How to complete this task: Copy out the data so that nothing differs from the original.
Extracted information START
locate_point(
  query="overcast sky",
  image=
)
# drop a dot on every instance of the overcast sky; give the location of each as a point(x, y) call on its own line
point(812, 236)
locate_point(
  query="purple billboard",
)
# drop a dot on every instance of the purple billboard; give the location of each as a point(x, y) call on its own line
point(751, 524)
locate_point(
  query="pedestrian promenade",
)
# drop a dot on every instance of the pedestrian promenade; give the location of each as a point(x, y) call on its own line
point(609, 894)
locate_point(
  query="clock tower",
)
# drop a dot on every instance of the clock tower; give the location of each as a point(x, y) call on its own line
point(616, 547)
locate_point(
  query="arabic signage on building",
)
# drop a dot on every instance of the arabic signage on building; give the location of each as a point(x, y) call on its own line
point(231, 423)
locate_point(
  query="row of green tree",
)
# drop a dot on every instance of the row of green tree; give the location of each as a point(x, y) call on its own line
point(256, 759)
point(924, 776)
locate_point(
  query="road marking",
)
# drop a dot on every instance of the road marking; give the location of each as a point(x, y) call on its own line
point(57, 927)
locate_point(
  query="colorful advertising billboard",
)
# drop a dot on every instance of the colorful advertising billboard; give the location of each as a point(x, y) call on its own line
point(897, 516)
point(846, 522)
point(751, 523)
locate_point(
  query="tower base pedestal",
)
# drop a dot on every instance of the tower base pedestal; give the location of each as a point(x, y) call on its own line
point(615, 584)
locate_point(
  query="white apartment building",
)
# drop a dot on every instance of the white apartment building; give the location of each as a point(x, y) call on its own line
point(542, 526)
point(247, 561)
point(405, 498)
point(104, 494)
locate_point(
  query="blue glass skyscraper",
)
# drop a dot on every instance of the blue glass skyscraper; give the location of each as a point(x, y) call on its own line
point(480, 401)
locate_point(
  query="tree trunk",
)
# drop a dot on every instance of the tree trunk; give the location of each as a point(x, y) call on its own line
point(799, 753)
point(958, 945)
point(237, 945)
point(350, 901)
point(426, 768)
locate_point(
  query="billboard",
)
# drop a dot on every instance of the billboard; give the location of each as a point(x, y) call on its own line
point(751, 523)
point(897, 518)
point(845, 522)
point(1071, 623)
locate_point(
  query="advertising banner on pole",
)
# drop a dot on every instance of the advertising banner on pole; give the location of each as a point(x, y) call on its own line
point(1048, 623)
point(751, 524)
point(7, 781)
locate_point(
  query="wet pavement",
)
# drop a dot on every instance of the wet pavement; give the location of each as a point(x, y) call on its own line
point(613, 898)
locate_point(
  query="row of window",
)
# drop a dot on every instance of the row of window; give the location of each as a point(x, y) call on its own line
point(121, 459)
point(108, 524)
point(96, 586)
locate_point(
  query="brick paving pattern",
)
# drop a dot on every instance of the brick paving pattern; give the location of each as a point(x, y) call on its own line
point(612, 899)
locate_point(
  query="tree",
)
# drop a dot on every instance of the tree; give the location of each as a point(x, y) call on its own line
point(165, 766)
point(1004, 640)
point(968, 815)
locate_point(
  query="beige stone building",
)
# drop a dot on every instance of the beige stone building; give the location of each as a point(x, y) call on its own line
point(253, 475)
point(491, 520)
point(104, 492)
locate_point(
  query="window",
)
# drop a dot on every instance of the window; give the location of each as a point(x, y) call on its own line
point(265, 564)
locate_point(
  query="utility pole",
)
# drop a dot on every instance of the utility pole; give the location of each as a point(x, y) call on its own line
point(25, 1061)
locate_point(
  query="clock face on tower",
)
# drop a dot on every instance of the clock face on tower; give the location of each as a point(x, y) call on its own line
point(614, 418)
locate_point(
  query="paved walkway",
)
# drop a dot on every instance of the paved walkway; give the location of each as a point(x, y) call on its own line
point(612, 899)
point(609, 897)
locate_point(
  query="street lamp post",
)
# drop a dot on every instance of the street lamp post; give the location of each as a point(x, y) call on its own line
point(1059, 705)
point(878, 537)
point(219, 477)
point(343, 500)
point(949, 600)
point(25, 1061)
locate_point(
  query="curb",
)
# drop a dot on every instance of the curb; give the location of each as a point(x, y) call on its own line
Extracted information END
Result of this task:
locate_point(
  query="overcast sky",
  image=
)
# drop a dot on every instance of the overcast sky; give the location of each as a point(x, y) call on its own line
point(812, 236)
locate_point(
  query="purple billboard",
)
# drop a dot on every instance of the purple billboard; give the location of each as a point(x, y) call on its own line
point(751, 524)
locate_point(
  query="pedestrian promenade",
)
# drop a dot on every instance of the pedestrian promenade; give the location of each as a point(x, y) call on its own line
point(609, 894)
locate_point(
  query="clock tower",
)
# drop a dot on every instance of the clock tower; give the location of each as a point(x, y) call on its own line
point(616, 547)
locate_point(
  query="arabic signage on building",
)
# drop a dot on every instance of the arabic signage on building; give the location of each as a point(x, y) call on its own line
point(231, 423)
locate_point(
  query="row of green tree",
)
# drop a dot on every instance of the row of green tree; give the location of each as a point(x, y) call on its own line
point(256, 759)
point(924, 776)
locate_point(
  query="road marking",
)
# drop a dot on every instance of the road marking; give the location of each as a point(x, y) call on its own line
point(57, 927)
locate_point(
  query="colorful advertising billboard",
)
# drop a dot on every instance of the colorful advertising billboard; give the location of each as a point(x, y) call on its own line
point(897, 516)
point(846, 522)
point(751, 523)
locate_point(
  query="tower base pedestal",
)
# drop a dot on every instance of the tower base pedestal; give the location of each as a point(x, y) call on its own line
point(615, 584)
locate_point(
  query="white apartment building",
)
# drop a dot on every instance of the white apartment building; give the location of each as a point(x, y) call on its own line
point(542, 526)
point(247, 561)
point(405, 498)
point(104, 494)
locate_point(
  query="blue glass skyscraper",
)
# drop a dot on every instance of the blue glass skyscraper; give the location of each as a point(x, y) call on its own line
point(480, 401)
locate_point(
  query="tree trunk",
)
# drop a dot on every instance of the tree trunk; give the location of each as a point(x, y) call on its own line
point(799, 753)
point(958, 945)
point(237, 945)
point(350, 901)
point(426, 768)
locate_point(
  query="billboard",
)
# drop a dot on every instance of the billboard; give the location of each as a point(x, y) call on its own line
point(751, 523)
point(897, 518)
point(845, 522)
point(1071, 623)
locate_point(
  query="advertising banner on pole",
)
# drop a dot on every instance of the advertising banner on pole; give the location of each as a point(x, y) call on its own line
point(1048, 623)
point(751, 524)
point(7, 781)
locate_point(
  query="wet pavement",
)
# drop a dot on every instance of the wet pavement; give the location of each as a point(x, y) call on its own line
point(613, 898)
locate_point(
  query="row of window",
)
# drop a dot on every instance of the row of window; give the location of each as a point(x, y) call on its own line
point(121, 459)
point(108, 524)
point(96, 586)
locate_point(
  query="brick paving pattern",
)
# drop a dot on every instance of the brick paving pattern; give the location of each as a point(x, y) call on its own line
point(612, 899)
locate_point(
  query="tree",
)
# drop a dot on every instance of the tree; give the location of each as a point(x, y) call on its own line
point(165, 766)
point(1004, 640)
point(968, 815)
locate_point(
  query="beige stone building",
)
# drop a dot on every instance of the beige stone building; give the location of each as a point(x, y) call on its own line
point(253, 475)
point(491, 520)
point(104, 492)
locate_point(
  query="window",
)
# drop a dot on every instance of the window; give the location of each as a point(x, y) call on its own line
point(265, 564)
locate_point(
  query="utility pole",
)
# drop a dot on every instance of the utility pole; give the location of each as a point(x, y) call on its own line
point(25, 1061)
locate_point(
  query="clock face on tower",
)
# drop a dot on every instance of the clock face on tower; give the location of each as a point(x, y) call on its own line
point(614, 418)
locate_point(
  query="paved walkway",
)
# drop a dot on every instance of the paved walkway; give the location of each as a point(x, y) call on its own line
point(612, 899)
point(609, 897)
locate_point(
  query="street lamp post",
)
# drop a dot on every instance of the street lamp post; give the location of each as a point(x, y) call on its own line
point(1059, 705)
point(878, 537)
point(219, 477)
point(343, 500)
point(949, 600)
point(25, 1061)
locate_point(
  query="curb",
)
# drop a dot on every instance of the curb; give the location of each as a point(x, y) call on its own line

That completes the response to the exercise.